When Lange returns to Philly to find his former employer has gone "tits up," he feels "vindicated." “I had,” he realizes, "the whole world by the balls." (His drawing of himself in this moment even radiates "heroic.") At first, this reaction seems puzzling, unprepared for, not prefigured by plotting convention. But it is consistent with the moment-to-moment cosmology Lange’s art may be said to express. If, as he’s experienced, disappearance is the ordering principle of the universe, why not exalt whenever the chance for exaltation is served?

Lange works from a desire to share an I-have-been-where-you-have-not consciousness. This calling comes not from a self expanded by treks into previously unexplored geographic terrain. His mind has not been blasted into epiphany by war or revolution. Nor is he interested in recounting his triumph over tub loads of childhood abuse. What brings Lange to the page is a realization that his day-to-day doings, which would cause most folk to drop their doughnuts, are as ordinary to him as one-hour commutes are to them. Lange seems interested both by the extraordinariness of what his clock’s cycle brings, as well as documenting his, more or less, indifference to it.

Paramount among his deviancies is the H. It doesn’t seem to have led him into his life’s corners but, like Georges Bataille, was something he picked up when he arrived there. Either way, Lange's matter-of-fact acceptance of smack is a defining statement. While the sensationalistic sex-and-drugs angle to Lange's work may account for its initial appeal (and probably attract most of his audience), it is this non-judgmental aspect which gives Trim depth and causes it to linger in one’s thoughts.

54cc4a3d269e9_161150nTake the previously mentioned “Dog and Kitty.” Its eponymous cental characters are a “scruffy” “burn out” and his 16-year-old girl friend, drug dealers whom Lange meets through junkie friends. Dog and Kitty are into guns, Nazi porn, bestiality, and walking around in Grouch Marx glasses and false nose-and-mustaches. Their business aspirations include a basement marijuana farm, following Phish around the country to sell dope to hippies, and offering Kitty’s services for $50 (“No fag shit”) gang bangs. Dog’s proudest achievement is having killed some “Spick” who tried to rob the liquor store in which he worked. This is quite a CV, but Lange’s only judgment is that “For scumbags... (they) were pretty trustworthy.” And at story’s end, when he learns that they have broken up, his reaction is to lament, “If Dog and Kitty can’t make it, who can?”

——————————

» Problems to solve:
[1] Format the listing below as a Markdown table with the columns "Row" and "Line", from the line with "like [(50, 375)]." up to and including the line with "[(594, 359)]". Number each line and leave out any blank lines.
[2] Resume the essay on Lange's Trim above where it stops.

——————————

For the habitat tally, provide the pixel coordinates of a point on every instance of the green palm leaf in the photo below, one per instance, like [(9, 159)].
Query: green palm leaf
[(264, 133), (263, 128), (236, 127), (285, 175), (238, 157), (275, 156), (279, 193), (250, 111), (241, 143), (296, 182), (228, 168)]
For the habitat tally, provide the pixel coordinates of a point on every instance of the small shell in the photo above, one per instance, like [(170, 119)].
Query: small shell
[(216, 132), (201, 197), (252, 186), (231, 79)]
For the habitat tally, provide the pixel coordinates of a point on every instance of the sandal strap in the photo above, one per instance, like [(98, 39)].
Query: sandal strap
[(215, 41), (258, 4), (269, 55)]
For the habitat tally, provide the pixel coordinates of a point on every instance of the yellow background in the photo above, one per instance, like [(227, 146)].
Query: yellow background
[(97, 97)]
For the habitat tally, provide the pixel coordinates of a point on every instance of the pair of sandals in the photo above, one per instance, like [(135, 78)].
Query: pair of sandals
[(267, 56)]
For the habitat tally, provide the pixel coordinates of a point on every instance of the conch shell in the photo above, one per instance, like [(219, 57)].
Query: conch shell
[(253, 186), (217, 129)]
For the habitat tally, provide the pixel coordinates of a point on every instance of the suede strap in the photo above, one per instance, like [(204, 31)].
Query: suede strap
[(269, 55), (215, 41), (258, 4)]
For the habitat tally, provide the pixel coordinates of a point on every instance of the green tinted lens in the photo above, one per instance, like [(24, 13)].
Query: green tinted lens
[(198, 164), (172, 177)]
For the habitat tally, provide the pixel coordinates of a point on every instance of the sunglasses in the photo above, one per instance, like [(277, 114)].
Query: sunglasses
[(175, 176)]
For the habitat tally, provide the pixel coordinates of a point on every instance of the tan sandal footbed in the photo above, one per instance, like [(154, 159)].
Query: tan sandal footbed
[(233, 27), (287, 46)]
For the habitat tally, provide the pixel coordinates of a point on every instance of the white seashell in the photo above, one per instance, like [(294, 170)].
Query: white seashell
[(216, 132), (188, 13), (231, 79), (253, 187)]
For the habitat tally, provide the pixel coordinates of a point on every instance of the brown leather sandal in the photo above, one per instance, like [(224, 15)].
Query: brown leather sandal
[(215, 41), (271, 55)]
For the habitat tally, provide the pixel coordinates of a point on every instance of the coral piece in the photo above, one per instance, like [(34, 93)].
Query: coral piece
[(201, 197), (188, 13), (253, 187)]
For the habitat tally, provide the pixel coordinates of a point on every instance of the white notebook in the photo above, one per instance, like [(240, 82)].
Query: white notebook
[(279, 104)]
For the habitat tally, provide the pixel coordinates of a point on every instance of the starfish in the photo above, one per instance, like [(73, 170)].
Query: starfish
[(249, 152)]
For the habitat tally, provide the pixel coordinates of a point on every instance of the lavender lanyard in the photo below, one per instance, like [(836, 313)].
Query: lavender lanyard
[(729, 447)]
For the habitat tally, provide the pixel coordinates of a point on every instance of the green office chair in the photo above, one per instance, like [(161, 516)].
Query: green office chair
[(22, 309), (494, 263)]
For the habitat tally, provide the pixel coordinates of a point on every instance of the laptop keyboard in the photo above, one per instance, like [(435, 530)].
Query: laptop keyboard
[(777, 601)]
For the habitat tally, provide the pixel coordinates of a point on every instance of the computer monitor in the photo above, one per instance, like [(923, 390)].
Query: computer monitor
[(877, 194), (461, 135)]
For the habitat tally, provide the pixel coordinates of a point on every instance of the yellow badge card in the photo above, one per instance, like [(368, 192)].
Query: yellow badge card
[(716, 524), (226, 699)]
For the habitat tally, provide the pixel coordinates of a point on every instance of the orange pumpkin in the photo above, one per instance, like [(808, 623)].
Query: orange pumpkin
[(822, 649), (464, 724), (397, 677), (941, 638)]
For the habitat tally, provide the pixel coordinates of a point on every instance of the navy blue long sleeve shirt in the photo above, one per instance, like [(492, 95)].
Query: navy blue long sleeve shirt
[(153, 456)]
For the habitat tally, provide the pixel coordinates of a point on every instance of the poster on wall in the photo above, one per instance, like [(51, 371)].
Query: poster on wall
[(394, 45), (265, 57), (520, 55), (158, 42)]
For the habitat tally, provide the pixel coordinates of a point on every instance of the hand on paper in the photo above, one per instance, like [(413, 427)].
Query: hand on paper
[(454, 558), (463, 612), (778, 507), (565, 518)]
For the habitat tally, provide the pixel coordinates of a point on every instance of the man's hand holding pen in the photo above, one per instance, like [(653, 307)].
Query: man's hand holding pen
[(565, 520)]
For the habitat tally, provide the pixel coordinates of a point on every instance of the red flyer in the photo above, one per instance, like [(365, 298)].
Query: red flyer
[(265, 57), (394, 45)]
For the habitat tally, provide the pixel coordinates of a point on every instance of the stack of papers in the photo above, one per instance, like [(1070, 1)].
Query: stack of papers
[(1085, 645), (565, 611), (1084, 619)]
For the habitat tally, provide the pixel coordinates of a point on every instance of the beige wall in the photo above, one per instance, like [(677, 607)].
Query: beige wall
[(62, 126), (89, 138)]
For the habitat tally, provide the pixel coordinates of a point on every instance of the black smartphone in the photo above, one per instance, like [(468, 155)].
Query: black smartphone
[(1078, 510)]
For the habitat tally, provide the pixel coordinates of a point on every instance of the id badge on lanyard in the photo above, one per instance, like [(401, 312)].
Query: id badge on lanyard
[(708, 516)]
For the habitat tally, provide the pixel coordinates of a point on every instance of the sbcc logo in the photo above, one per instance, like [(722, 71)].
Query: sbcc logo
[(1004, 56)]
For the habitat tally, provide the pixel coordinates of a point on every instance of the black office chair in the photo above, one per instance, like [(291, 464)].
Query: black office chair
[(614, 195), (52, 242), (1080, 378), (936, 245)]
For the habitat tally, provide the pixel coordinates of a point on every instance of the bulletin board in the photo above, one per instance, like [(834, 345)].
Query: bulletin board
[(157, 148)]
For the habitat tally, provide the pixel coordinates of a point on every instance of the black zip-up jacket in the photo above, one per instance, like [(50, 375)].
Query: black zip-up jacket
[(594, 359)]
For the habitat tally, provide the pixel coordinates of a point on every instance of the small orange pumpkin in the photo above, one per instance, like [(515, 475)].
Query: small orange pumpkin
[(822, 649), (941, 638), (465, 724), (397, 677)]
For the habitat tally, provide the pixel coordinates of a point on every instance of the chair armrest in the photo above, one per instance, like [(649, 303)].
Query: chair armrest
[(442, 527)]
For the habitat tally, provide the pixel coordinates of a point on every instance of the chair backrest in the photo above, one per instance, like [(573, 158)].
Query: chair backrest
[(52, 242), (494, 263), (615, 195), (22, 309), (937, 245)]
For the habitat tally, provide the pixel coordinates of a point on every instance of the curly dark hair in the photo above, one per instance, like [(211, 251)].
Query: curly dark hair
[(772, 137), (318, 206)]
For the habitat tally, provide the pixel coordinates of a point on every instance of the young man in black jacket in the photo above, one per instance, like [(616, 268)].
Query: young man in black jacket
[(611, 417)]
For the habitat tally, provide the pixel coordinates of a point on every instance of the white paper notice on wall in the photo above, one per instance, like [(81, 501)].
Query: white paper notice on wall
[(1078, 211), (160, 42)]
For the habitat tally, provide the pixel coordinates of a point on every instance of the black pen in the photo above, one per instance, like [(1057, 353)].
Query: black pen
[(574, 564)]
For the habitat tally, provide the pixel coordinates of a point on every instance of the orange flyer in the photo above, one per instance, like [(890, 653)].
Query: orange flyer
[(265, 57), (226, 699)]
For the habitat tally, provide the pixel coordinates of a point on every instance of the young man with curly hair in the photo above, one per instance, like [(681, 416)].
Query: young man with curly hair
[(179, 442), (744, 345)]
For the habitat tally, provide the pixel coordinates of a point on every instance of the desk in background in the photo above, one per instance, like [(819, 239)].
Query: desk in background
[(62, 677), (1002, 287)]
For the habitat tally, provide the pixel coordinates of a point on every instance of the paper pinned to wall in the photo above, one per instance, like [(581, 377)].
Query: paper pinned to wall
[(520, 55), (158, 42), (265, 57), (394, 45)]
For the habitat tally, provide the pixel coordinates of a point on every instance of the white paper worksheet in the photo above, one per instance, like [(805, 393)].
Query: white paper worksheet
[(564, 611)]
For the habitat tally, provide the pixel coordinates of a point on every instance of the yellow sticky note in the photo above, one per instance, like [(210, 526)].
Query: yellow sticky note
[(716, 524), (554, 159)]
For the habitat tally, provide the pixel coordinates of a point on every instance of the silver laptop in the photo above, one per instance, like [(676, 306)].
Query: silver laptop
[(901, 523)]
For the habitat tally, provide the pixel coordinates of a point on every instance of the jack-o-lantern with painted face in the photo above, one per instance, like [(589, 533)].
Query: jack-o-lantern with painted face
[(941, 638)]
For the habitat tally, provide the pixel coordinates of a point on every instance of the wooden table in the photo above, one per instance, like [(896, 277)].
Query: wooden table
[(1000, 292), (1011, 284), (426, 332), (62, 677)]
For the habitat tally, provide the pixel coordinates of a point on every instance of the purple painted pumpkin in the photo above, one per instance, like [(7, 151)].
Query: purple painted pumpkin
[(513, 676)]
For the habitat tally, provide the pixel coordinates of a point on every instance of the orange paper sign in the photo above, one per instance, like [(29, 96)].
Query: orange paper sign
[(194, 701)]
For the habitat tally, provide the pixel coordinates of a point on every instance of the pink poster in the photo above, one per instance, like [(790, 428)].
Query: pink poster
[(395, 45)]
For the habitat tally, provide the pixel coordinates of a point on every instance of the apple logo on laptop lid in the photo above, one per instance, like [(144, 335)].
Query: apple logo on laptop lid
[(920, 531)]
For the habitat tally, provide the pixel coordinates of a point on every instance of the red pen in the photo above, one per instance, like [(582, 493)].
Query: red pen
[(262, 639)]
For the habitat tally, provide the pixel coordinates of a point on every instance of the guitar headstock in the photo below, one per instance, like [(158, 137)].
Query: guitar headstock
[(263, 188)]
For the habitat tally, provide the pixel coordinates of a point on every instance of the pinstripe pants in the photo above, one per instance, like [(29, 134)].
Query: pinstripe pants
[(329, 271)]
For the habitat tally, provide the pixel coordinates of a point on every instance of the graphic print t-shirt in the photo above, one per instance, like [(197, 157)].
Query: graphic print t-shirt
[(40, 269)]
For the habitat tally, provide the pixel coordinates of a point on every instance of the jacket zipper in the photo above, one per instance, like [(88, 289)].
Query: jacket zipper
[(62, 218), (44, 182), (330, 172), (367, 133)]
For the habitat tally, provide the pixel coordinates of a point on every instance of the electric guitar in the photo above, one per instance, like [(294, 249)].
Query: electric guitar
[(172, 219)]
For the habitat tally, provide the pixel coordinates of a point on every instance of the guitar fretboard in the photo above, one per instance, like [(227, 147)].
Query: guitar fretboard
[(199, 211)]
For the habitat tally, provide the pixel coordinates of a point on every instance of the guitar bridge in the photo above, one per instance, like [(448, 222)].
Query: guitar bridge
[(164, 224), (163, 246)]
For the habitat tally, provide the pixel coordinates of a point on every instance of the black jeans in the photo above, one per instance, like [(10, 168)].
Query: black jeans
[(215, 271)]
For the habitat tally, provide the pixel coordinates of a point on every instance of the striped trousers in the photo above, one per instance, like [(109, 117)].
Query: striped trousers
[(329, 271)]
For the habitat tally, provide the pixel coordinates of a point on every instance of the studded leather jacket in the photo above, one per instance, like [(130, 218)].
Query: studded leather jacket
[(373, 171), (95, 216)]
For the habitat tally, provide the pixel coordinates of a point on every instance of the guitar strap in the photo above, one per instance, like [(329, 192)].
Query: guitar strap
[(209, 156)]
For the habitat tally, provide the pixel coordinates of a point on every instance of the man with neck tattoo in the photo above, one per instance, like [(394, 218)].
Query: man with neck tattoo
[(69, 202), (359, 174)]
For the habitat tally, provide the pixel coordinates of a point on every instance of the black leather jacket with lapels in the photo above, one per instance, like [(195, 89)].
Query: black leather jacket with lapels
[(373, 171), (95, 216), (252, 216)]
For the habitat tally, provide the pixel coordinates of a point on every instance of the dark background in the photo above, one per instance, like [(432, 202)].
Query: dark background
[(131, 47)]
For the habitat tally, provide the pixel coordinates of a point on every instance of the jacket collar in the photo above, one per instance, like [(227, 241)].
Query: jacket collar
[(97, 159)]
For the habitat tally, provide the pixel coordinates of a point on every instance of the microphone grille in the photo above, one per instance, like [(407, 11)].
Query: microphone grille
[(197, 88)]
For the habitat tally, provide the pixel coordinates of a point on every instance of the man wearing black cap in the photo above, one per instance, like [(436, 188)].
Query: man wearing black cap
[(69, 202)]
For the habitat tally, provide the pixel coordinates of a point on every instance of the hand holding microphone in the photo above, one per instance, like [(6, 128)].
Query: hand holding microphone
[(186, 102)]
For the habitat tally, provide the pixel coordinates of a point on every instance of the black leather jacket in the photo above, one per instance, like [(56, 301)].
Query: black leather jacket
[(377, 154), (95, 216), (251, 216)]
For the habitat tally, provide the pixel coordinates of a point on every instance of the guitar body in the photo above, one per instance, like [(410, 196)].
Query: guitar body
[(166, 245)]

——————————

» Answer set:
[1]
| Row | Line |
|---|---|
| 1 | For the habitat tally, provide the pixel coordinates of a point on every instance of the black zip-up jacket in the photo above, one per instance, like [(50, 375)]. |
| 2 | Query: black zip-up jacket |
| 3 | [(594, 359)] |

[2]
Yeah, you can say that’s irony talking. Or you can argue Lange’s just burnishing his own deprav-cred. But I prefer a more generous response. My point is, people like Dog and Kitty are out there. (A smaller point is that, aside from the fellow robbing the liquor store, there’s no report of them harming anyone. Victimless crime ‘n’ all that, y’know; so to semi-quote Rodney King,can’t we be Libertarians together?) With that in mind, note that the way to bodhichitta, according to the Buddhist nun Pema Chodron, is not to move out of the world onto mountaintops, metaphoric or literal, but to sink into its depths. “Instead of transcending the suffering of all creation...,” she writes in When Things Fall Apart, “move toward the turbulence... jump into it... slide into it... explore the reality... of insecurity and pain...” Only by taking in others’ suffering, feeling compassion for them, and recognizing one’s kinship with all beings, is spiritual awakening achieved.

I’m not sure Chodron had drug-addicted, Nazi porn-viewing, RK-47 packing, group (“No fag shit”) sex soliciting, German shepherd- wooers in mind; but Dog and Kitty seem about as depth-dwelling as you can get. Which suggests Lange just may have more Buddha nature going for him than most. At the least, he draws like the devil and writes with a key to vaults of thought that can keep you up nights, reconsidering assumptions.